Capital Factory is the self-proclaimed “center of gravity” of the tech and entrepreneurial community in Austin, soon to celebrate a decade in operation as an accelerator, incubator, coworking space, and guide for the industry. If you’re in the Austin tech world, you’ve been to one of the many events in their space, from Ignite speaker series, the Austin Diversity Hackathon, Women Epic Office Hours (kind of like speed mentoring), to the Nonprofit Tech Club, or [name any coding language] networking meetup.

In fact, according to founder Joshua Baer, the 40 person team that operates Capital Factory is 75 percent women and is comprised of two lone white males. The opposite of what most tech startups internationally can say.

The scrappy company has endlessly made something out of nothing, so to speak. “We lead by example,” Baer asserts.

Why then is the company currently under fire?

They recently asked all of the companies participating in their program if they had any internships opening up that they could promote for them. Then, they posted the openings, most of which are less than part time. Here is the original internship posting that ignited the debate.

Sounds innocent enough. But some in the Austin community rejected the fact that some of these internships are unpaid.

+ + +

▸ Tasks to complete
1) What is the Spanish translation of this sentence from the passage on Capital Factory: "But some in the Austin community rejected the fact that some of these internships are unpaid."?
2) Can you reproduce everything in the Capital Factory passage from "Why then is" down to "internships are unpaid."?

+ + +

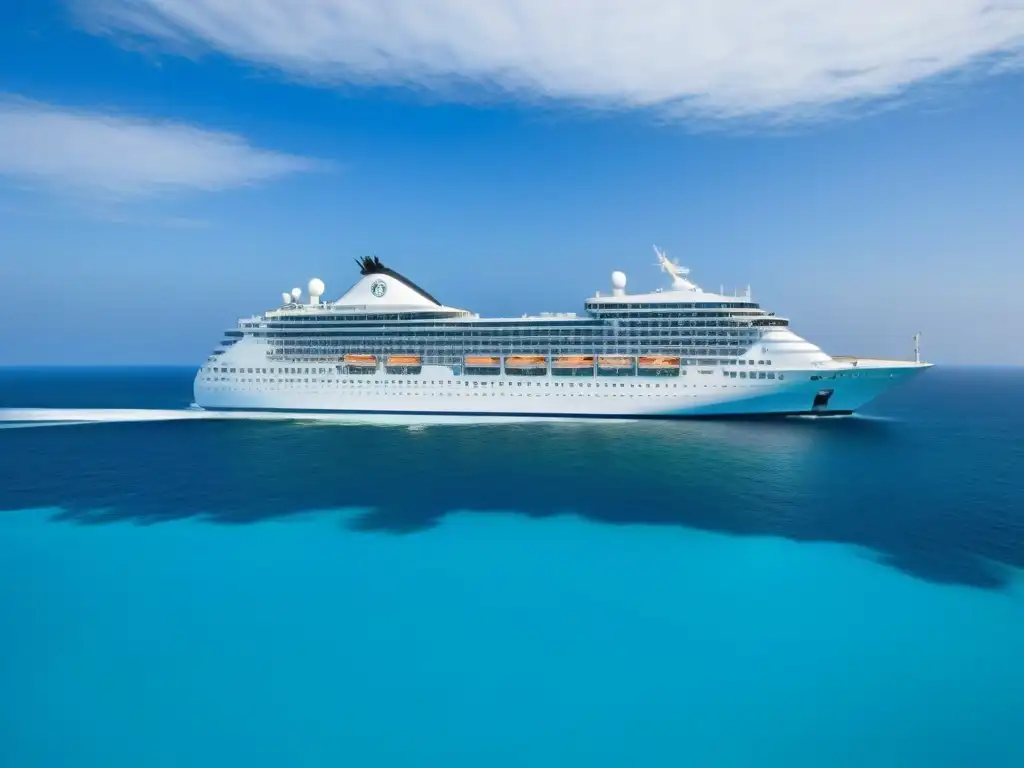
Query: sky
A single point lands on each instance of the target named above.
(169, 166)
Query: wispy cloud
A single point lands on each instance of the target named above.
(687, 58)
(125, 157)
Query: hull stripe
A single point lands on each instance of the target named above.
(520, 415)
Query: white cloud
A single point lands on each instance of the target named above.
(717, 58)
(125, 157)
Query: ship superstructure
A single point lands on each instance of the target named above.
(387, 346)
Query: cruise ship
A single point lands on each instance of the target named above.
(388, 347)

+ + +

▸ Solutions below
1) Pero algunos en la comunidad de Austin rechazaron el hecho de que algunas de estas pasantías no son remuneradas.

2)
Why then is the company currently under fire?

They recently asked all of the companies participating in their program if they had any internships opening up that they could promote for them. Then, they posted the openings, most of which are less than part time. Here is the original internship posting that ignited the debate.

Sounds innocent enough. But some in the Austin community rejected the fact that some of these internships are unpaid.